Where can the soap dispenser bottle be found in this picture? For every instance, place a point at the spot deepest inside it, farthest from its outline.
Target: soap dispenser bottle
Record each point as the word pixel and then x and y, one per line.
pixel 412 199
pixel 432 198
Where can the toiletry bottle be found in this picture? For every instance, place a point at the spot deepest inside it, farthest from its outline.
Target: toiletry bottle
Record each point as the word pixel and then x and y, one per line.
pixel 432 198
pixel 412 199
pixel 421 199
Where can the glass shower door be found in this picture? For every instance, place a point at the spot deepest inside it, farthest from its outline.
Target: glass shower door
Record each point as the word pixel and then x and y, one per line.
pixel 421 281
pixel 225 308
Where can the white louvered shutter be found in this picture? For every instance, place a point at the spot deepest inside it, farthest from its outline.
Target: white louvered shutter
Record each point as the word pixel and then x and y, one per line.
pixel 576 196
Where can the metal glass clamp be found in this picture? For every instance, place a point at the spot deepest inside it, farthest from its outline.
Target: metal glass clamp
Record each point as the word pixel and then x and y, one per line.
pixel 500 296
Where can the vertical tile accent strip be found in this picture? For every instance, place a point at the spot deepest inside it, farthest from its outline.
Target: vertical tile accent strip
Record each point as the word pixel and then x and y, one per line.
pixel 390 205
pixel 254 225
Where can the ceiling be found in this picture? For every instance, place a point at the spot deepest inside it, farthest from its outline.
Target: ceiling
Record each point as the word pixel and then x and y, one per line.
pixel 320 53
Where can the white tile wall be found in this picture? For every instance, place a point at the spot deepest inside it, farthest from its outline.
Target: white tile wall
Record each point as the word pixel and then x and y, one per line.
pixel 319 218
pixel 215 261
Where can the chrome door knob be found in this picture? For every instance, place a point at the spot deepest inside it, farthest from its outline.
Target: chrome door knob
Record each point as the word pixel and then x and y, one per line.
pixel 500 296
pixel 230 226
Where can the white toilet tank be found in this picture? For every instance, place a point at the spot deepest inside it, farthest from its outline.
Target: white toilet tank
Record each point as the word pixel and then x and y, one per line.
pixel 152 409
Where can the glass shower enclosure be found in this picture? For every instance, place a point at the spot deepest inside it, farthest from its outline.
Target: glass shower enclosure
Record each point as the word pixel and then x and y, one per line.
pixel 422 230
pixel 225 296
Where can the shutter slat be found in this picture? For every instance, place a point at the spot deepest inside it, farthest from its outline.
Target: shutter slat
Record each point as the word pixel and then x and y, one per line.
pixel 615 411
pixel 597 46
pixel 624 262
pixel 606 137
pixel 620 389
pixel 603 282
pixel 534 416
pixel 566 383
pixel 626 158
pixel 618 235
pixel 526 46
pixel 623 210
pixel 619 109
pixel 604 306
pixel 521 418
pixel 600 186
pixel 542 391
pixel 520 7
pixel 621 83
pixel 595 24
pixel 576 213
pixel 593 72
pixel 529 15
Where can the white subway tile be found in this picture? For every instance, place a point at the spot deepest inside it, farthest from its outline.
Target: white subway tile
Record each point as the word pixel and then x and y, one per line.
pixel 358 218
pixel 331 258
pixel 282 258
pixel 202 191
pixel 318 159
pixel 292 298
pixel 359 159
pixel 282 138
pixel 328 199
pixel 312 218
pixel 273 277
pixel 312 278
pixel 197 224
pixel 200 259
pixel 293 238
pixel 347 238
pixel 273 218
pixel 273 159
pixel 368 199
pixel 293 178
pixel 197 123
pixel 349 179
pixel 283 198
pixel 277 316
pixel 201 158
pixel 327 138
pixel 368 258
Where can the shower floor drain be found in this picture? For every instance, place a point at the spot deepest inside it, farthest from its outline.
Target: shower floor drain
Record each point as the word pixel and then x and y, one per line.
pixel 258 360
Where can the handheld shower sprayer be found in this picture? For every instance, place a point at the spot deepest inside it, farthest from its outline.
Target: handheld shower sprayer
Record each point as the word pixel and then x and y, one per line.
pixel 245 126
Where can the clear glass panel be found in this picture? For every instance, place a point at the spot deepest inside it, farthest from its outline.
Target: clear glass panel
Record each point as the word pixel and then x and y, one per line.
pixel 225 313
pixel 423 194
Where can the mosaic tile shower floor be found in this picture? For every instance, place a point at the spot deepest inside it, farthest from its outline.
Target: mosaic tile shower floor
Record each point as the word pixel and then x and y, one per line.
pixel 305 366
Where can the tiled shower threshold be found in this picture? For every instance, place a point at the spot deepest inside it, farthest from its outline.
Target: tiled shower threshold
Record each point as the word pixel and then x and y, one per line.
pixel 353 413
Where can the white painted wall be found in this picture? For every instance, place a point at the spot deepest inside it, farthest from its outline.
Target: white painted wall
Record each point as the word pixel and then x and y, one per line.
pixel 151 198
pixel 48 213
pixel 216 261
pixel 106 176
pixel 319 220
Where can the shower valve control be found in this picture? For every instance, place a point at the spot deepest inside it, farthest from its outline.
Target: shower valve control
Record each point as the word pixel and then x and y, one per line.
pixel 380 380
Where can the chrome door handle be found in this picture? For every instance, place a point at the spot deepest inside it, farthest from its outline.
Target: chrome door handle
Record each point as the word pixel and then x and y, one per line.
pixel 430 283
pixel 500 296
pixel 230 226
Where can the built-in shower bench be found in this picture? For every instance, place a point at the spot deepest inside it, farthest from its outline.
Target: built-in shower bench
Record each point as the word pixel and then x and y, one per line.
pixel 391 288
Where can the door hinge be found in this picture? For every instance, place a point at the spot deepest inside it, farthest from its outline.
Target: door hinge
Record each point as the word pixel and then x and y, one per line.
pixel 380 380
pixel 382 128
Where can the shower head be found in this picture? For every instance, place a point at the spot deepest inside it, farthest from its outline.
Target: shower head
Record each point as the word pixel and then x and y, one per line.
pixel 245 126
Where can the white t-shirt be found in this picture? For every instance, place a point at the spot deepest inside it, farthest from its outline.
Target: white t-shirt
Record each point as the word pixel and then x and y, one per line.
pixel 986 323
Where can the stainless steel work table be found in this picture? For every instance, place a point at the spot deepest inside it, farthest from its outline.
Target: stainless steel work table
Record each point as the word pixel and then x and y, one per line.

# # # # #

_Task to complete_. Rewrite the listing from the line containing "Where can the shower head" through the end of the listing, replacing "shower head" with "rain shower head" and leaving everything else unchanged.

_Output of the task_.
Where can the rain shower head be found in this picture? For every instance, place a point at the spot deepest inside it, farthest from its outline.
Target: rain shower head
Record each point as the word pixel and then x and y, one per line.
pixel 245 126
Where can the white t-shirt be found in this picture? For every instance, place a point at the spot deepest inside it, farthest from its outline.
Target: white t-shirt
Record each point as the word pixel and then x and y, one per line.
pixel 986 323
Where can the stainless steel work table be found in this picture? For every instance, place a point at the spot deepest inside it, farthest from its outline.
Target: stainless steel work table
Record each point as the word pixel and then x and y, one per line.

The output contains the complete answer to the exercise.